(Stored data entries)
____________

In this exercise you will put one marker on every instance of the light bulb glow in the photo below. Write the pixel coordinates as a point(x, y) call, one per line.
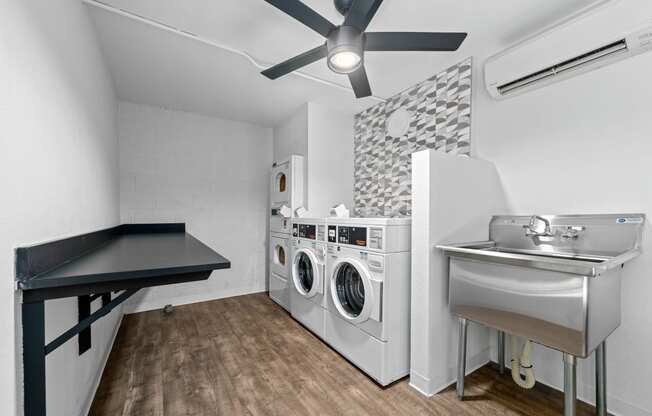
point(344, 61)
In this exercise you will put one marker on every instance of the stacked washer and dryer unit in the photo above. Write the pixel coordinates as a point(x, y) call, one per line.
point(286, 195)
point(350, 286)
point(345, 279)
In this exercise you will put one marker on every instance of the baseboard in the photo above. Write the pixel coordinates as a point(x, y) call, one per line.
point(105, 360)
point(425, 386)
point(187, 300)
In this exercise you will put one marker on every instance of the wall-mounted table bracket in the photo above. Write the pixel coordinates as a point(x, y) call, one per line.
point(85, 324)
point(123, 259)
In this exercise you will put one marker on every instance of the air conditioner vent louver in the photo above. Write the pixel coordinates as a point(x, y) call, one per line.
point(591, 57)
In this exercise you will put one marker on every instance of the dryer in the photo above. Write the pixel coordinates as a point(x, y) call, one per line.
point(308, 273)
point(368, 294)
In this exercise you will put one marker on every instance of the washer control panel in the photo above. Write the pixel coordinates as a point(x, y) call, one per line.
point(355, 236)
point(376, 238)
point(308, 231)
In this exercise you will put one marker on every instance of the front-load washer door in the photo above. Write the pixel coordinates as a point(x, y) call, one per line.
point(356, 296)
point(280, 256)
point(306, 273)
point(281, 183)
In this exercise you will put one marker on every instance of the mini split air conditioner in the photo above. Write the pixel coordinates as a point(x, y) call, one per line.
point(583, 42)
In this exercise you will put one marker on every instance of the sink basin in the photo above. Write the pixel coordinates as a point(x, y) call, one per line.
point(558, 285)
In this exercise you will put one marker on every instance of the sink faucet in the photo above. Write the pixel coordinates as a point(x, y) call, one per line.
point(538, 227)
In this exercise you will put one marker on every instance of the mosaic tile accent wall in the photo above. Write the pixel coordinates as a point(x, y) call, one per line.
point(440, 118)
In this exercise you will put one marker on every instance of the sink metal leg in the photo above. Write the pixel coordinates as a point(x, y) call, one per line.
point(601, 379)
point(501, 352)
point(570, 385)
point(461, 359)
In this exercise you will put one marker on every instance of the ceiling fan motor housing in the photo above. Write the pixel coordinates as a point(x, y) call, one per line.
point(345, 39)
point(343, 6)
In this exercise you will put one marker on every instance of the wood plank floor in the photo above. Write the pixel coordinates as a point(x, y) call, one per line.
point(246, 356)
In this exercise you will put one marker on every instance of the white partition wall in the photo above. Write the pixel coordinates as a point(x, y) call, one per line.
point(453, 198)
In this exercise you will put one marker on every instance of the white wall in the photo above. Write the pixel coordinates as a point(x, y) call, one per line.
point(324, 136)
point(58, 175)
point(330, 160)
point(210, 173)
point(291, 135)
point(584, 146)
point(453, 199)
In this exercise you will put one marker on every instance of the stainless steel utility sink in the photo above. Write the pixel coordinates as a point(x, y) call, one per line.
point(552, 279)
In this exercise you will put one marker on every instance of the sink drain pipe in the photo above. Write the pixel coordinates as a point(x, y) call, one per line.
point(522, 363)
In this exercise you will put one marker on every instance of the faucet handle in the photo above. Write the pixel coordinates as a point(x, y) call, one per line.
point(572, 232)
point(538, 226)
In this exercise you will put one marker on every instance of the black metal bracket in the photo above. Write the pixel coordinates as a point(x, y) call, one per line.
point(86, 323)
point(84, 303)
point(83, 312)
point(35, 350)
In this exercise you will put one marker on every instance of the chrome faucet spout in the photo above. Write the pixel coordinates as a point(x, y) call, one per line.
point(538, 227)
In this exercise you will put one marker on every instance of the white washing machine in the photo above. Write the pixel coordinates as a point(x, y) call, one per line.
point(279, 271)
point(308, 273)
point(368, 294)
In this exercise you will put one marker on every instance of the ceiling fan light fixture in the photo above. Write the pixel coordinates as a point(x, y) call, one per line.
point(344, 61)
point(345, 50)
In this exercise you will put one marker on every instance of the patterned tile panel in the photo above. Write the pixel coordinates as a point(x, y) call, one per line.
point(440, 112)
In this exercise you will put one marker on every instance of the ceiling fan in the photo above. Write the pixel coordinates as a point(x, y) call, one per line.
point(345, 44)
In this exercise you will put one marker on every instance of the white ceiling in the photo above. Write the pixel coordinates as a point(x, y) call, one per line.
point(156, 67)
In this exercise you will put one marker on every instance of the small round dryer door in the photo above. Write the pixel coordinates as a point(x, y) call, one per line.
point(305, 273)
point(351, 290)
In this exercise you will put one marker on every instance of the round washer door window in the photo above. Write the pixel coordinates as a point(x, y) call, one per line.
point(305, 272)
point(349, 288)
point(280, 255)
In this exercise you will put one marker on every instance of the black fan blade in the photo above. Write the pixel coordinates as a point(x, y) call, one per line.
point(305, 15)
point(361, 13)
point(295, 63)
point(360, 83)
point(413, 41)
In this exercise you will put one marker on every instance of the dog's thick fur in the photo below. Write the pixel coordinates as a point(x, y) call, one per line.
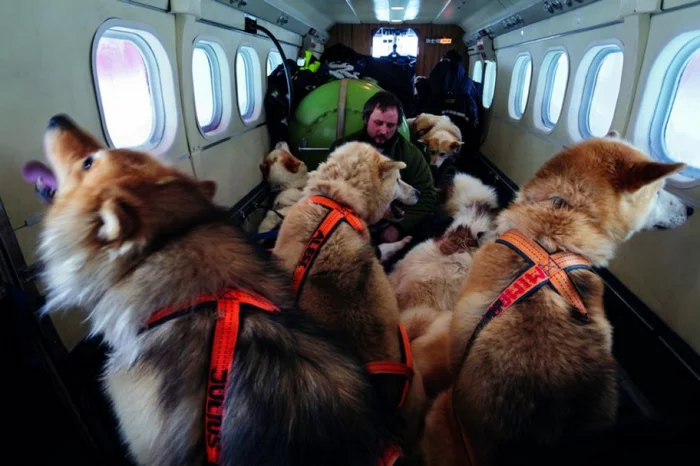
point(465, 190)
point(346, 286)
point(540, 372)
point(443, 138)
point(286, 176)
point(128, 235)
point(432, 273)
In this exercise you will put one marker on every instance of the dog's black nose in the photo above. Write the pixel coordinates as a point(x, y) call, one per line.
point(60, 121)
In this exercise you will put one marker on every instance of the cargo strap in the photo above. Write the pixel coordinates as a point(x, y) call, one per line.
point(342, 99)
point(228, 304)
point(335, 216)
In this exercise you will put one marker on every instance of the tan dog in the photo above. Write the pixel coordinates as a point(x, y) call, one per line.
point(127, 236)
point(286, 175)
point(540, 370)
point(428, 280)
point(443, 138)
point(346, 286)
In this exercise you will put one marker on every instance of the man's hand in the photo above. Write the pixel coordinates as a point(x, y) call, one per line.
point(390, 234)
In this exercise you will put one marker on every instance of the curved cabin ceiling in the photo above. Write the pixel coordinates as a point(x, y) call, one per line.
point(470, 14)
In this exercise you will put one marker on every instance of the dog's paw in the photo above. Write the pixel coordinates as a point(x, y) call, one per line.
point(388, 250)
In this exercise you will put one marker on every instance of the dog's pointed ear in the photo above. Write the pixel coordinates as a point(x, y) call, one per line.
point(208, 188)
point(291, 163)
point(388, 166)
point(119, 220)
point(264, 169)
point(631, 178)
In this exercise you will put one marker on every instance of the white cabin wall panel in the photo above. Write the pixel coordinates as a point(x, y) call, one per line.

____________

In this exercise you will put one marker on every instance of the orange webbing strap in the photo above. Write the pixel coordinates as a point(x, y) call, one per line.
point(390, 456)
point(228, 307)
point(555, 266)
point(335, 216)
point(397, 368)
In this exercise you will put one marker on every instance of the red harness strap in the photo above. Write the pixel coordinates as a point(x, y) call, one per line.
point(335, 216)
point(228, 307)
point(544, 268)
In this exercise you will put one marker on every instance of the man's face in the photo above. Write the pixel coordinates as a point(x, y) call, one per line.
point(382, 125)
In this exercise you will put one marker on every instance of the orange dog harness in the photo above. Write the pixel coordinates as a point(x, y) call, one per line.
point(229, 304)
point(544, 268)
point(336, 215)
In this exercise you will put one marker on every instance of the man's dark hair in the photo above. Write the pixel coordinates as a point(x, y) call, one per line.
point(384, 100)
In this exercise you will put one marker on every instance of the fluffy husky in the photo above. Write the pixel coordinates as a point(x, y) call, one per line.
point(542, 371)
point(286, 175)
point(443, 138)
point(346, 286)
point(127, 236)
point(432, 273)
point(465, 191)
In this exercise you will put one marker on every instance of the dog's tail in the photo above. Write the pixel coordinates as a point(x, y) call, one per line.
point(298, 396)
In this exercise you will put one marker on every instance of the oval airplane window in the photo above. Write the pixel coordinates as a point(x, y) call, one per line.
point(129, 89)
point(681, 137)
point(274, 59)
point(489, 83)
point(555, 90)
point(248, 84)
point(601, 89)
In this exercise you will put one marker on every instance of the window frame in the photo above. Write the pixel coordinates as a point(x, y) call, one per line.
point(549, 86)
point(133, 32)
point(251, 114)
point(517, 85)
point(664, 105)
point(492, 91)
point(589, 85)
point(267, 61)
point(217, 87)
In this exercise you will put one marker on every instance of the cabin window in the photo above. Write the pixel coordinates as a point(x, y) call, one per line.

____________

- [The task]: Lay out the lines from the one containing "of the light" through the one containing "point(583, 42)" as a Markdown table with the columns No. and Text, numbering each row and skipping blank lines. Leave the pictures out of the table.

- [Result of this exercise]:
| No. | Text |
|---|---|
| 1 | In this exercise you will put one marker on every instance of the light bulb glow in the photo below. Write the pixel coordinates as a point(x, y) call, one per line. |
| 2 | point(344, 61) |
| 3 | In this exercise you will put one marker on every instance of the stacked washer and dryer unit in the photo above. Write the pixel coordinates as a point(x, y) call, one per line. |
| 4 | point(286, 195) |
| 5 | point(350, 286) |
| 6 | point(345, 279) |
| 7 | In this exercise you will put one marker on every instance of the baseboard in the photo above. Write the pixel coordinates as a point(x, y) call, one per line. |
| 8 | point(105, 360) |
| 9 | point(425, 386) |
| 10 | point(187, 300) |
| 11 | In this exercise you will put one marker on every instance of the wall-mounted table bracket in the photo above. Write the pixel coordinates as a point(x, y) call, one per line. |
| 12 | point(85, 324) |
| 13 | point(123, 259) |
| 14 | In this exercise you will put one marker on every instance of the air conditioner vent louver in the photo above. Write the pixel coordinates as a point(x, y) call, one per line. |
| 15 | point(591, 57) |
| 16 | In this exercise you will put one marker on every instance of the dryer in the photo above. Write the pixel coordinates as a point(x, y) call, one per line. |
| 17 | point(308, 273) |
| 18 | point(368, 294) |
| 19 | In this exercise you will put one marker on every instance of the washer control panel in the photo above. Write the pixel coordinates as a point(x, y) call, one per line. |
| 20 | point(355, 236) |
| 21 | point(376, 238) |
| 22 | point(308, 231) |
| 23 | In this exercise you will put one marker on every instance of the front-load washer door in the photo above. Write the pixel coordinates as a point(x, y) call, one per line. |
| 24 | point(356, 296) |
| 25 | point(280, 256) |
| 26 | point(306, 273) |
| 27 | point(281, 183) |
| 28 | In this exercise you will put one marker on every instance of the mini split air conditioner in the photo above. Write the pixel coordinates as a point(x, y) call, one per line. |
| 29 | point(583, 42) |